--- START Rows ---

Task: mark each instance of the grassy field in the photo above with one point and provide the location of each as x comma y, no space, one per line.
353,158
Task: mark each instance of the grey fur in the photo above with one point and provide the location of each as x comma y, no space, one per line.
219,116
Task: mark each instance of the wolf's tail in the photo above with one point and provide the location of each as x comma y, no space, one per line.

--- END Rows ---

Problem to solve: Copy each of the records above word for word, keeping every line unchanged.

Reply to the task:
Task: mark each instance of the grassy field in the photo above with one point and provide the location of each as x comma y, no space, one per line.
353,158
Task: mark each instance of the grey fur in the photo above with one point and provide the location of each as x comma y, no space, one per line.
219,116
Task: mark each instance of the wolf's tail in the photo above with one point and provide the location of each as x comma y, no space, one per line.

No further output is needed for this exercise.